### Quoted text

Jump to content
Sign in to follow this  
OzSnoal

Cold Boot? Memory Died? [email protected] = who you need to contact

Recommended Posts

@Oscar_Wu

 

How is RAM detected by the BIOS? It looks to me that this is the crux of the problem.

 

You are looking at the SPD (serial presence detect, a serial EEPROM that contains the details/timings/voltage/amount of RAM on the module)- since we know and you have seen for yourself that the RAM is working fine.

 

So, we can safely say the cause is elsewhere, perhaps in how you determine that RAM is present. Since the SPD is a chip all by itself, what will happen if this chip is not working correctly?

 

My Suggestions:

(1)Unsolder the SPD from a working module of the same make and brand and solder it onto the 'bad' module of the same make and brand and see the results from that? This will prove if it is the actual SPD chip that is the problem.

(2) You can modify the BIOS code to anything you like while testing :-). What happens if you hardcode (just for testing) the 'bad' DIMM correct settings in the BIOS code, so that you do not even try to access the SPD and just assume the correct values for that DIMM. Does it then pass all tests?

(3) Again, for debugging, you could save the values being sent by the SPD into a memory area to be read out later. In this way you could see if you are receiving corrupted data...

 

I use stick 1 for example , this stick require very high voltage to be work @ boot

 

I do a lot of try error and trace the bios , this is what I found ...

######

### Stated task 1
Can you lay out the listing below as a numbered list, from the line with "Element lookup — where exactly is the dry" to the line with "xmin=71 ymin=351 xmax=640 ymax=480", both lines included and blank lines left out?

### Input records

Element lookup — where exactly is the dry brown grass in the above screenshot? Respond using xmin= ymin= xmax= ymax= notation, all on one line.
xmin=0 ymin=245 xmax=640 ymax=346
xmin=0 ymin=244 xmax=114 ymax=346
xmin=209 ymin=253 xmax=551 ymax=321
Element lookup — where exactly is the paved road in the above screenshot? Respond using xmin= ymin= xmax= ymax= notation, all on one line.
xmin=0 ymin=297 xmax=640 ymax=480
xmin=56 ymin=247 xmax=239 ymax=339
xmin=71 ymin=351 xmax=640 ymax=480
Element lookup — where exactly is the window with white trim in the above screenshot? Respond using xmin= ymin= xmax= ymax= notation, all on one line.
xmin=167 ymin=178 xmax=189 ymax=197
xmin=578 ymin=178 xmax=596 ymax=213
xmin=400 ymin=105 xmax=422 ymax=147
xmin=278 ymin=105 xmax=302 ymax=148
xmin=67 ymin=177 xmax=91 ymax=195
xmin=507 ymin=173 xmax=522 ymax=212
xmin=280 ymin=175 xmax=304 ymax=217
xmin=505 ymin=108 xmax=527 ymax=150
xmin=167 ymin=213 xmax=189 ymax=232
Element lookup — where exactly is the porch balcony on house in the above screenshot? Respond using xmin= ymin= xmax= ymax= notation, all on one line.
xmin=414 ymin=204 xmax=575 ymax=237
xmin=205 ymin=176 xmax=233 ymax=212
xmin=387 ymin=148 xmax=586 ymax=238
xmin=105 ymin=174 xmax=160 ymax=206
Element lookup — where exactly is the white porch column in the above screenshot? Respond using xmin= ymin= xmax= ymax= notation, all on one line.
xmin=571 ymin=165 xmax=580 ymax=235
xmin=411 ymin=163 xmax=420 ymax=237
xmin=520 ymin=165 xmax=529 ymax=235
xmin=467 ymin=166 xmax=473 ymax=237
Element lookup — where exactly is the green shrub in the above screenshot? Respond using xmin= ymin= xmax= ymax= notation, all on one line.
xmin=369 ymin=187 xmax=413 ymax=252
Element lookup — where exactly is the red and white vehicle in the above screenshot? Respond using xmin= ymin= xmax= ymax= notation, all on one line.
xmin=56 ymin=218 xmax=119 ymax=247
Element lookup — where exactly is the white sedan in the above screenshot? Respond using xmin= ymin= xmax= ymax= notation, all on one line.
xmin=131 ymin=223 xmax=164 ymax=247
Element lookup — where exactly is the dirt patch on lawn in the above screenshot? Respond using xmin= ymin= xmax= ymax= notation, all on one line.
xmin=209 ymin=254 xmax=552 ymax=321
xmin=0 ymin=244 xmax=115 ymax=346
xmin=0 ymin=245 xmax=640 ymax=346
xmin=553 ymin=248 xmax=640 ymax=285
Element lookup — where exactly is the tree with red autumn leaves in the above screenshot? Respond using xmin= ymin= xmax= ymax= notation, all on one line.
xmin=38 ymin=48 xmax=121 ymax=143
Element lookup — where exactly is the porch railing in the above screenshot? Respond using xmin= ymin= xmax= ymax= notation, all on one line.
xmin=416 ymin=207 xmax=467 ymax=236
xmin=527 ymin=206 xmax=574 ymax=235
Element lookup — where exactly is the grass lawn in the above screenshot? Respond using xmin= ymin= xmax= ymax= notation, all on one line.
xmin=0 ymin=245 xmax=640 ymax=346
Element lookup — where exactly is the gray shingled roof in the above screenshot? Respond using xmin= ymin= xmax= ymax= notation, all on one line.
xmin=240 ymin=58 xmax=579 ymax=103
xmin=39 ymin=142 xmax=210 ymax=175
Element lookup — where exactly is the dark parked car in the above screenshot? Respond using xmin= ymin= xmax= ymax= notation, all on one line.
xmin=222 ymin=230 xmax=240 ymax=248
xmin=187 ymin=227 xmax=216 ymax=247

######
### Input records

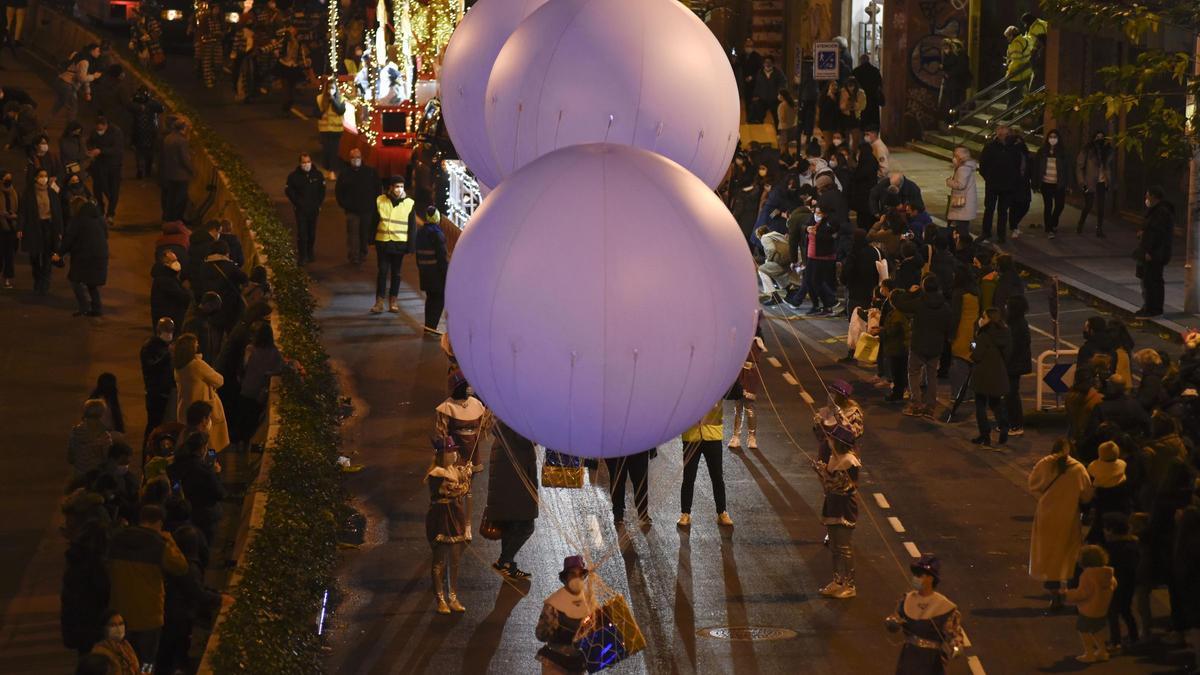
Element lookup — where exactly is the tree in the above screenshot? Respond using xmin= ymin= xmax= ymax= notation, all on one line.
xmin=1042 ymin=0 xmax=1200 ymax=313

######

### Stated task 2
Could you print the whole forum thread above about RAM detection and the SPD chip again, word for word?

### Output 1
1. Element lookup — where exactly is the dry brown grass in the above screenshot? Respond using xmin= ymin= xmax= ymax= notation, all on one line.
2. xmin=0 ymin=245 xmax=640 ymax=346
3. xmin=0 ymin=244 xmax=114 ymax=346
4. xmin=209 ymin=253 xmax=551 ymax=321
5. Element lookup — where exactly is the paved road in the above screenshot? Respond using xmin= ymin= xmax= ymax= notation, all on one line.
6. xmin=0 ymin=297 xmax=640 ymax=480
7. xmin=56 ymin=247 xmax=239 ymax=339
8. xmin=71 ymin=351 xmax=640 ymax=480

### Output 2
Jump to content
Sign in to follow this  
OzSnoal

Cold Boot? Memory Died? [email protected] = who you need to contact

Recommended Posts

@Oscar_Wu

 

How is RAM detected by the BIOS? It looks to me that this is the crux of the problem.

 

You are looking at the SPD (serial presence detect, a serial EEPROM that contains the details/timings/voltage/amount of RAM on the module)- since we know and you have seen for yourself that the RAM is working fine.

 

So, we can safely say the cause is elsewhere, perhaps in how you determine that RAM is present. Since the SPD is a chip all by itself, what will happen if this chip is not working correctly?

 

My Suggestions:

(1)Unsolder the SPD from a working module of the same make and brand and solder it onto the 'bad' module of the same make and brand and see the results from that? This will prove if it is the actual SPD chip that is the problem.

(2) You can modify the BIOS code to anything you like while testing :-). What happens if you hardcode (just for testing) the 'bad' DIMM correct settings in the BIOS code, so that you do not even try to access the SPD and just assume the correct values for that DIMM. Does it then pass all tests?

(3) Again, for debugging, you could save the values being sent by the SPD into a memory area to be read out later. In this way you could see if you are receiving corrupted data...

 

I use stick 1 for example , this stick require very high voltage to be work @ boot

 

I do a lot of try error and trace the bios , this is what I found ...